**Short exercise**
Copy out word for word everything from the line containing "Target: tiled roof" down to the end of the rows below.

**Material**
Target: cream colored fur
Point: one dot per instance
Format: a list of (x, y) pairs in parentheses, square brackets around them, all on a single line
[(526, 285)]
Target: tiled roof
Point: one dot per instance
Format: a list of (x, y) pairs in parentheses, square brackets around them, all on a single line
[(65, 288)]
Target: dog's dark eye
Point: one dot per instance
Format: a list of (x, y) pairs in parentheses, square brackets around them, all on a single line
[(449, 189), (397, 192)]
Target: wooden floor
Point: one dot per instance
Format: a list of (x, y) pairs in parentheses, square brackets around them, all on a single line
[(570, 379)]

**Response**
Target: tiled roof
Point: one dot per instance
Format: a list of (x, y) pairs in parentheses, square brackets around them, all on a single line
[(65, 288)]
Target: dog's dark eye
Point: one dot per instance
Format: a list of (x, y) pairs in parentheses, square brackets around them, all on a single line
[(449, 189), (397, 192)]
Target: wooden floor
Point: one dot per instance
Format: a list of (x, y) pairs in parentheses, square brackets around them, all on a single line
[(570, 379)]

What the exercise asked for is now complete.